*Page extract:*
•••
A decade after the Affordable Care Act (ACA, or Obamacare) was signed into law, the expansion of insurance coverage under Medicaid it made possible has been found to reduce medical outcome disparities between low-income and high-income communities. 

The latest example: diagnosing cancer before it metastasizes.

In a study published in Cancer, chief investigator Uriel Kim, an MD/PhD student at the Case Western Reserve University School of Medicine, and colleagues compared rates of metastatic cancer among 12,760 underinsured or publicly insured adults in several low-income Ohio communities before and after the start of ACA-enabled Medicaid expansion in 2014. They looked at common cancers such as breast, cervical, colorectal and lung.

The researchers found that participants diagnosed with cancer between 2014 and 2016 were 15% less likely to have metastases than participants diagnosed between 2011 and 2013. 

“A substantial number of low-income cancer patients gained insurance coverage as a result of the Affordable Care Act’s Medicaid expansion, so we anticipated improvements in cancer outcomes,” Kim told Cancer Health. “However, we were surprised at how quickly and dramatically Medicaid expansion ‘moved the needle’ on a long-standing cancer disparity—a 15% reduction in the odds of metastatic cancer is remarkable!”

By comparison, no statistically significant change in the rates of metastatic cancer diagnoses among privately insured adults in high-income Ohio communities was noted during that time period.

“Medicaid expansion is associated with a narrowing of a critical cancer outcome disparity in adults from low-income communities,” Kim told Healio. Medicaid expansion, unlike other ACA policies, he said, “targets a particularly vulnerable group that tends to face the worst cancer outcomes.”
•••
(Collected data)
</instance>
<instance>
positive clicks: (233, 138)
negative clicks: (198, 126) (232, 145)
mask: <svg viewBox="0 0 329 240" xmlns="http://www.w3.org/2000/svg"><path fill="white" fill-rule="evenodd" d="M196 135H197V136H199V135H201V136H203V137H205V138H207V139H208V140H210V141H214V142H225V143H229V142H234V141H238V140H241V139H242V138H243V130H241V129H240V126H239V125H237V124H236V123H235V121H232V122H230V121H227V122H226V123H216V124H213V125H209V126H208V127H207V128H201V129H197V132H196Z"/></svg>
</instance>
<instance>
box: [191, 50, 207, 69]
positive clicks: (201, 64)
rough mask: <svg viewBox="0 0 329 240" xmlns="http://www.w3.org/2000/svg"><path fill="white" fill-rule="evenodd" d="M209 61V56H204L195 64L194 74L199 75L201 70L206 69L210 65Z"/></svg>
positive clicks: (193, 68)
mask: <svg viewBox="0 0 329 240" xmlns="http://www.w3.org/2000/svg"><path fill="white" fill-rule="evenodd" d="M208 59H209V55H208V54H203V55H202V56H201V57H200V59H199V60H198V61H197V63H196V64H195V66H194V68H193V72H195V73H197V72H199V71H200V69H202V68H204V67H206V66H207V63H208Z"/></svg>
•••
*Task set:*
(1) In the article on Medicaid expansion and cancer, why did Kim and his colleagues expect cancer outcomes to get better? Answer in one to three sentences.
(2) Write the next part of the article on Medicaid expansion and cancer, picking up after its last sentence.

*Solved tasks:*
(1) They expected better outcomes because a substantial number of low-income cancer patients gained insurance coverage as a result of the Affordable Care Act's Medicaid expansion.

(2)
He added that the COVID-19 pandemic presents a further opportunity to study the effects of Medicaid expansion on population health. “We will be able to compare how newly jobless Americans fare in terms of cancer and other health outcomes between states that expanded Medicaid and those that did not,” he told Cancer Health, adding that actions such as overturning the ACA—as the Trump administration has attempted to do several times—would likely exacerbate disparities by reducing the total number of people insured.

“Although individuals may be able to maintain insurance coverage through COBRA benefits [which allows eligible employees to continue their workplace health insurance coverage after losing a job for a limited time] or through the ACA’s Marketplace, these options may be cost prohibitive,” he said. “Thus, those who lost their insurance during the pandemic and live in states that decided against Medicaid expansion lack a vital safety net, precisely when they need it the most.”

Medicaid expansion via Obamacare is available only in states that choose to offer it. To date, it has provided health care coverage to 12 million previously uninsured low-income American adults in 37 U.S. states.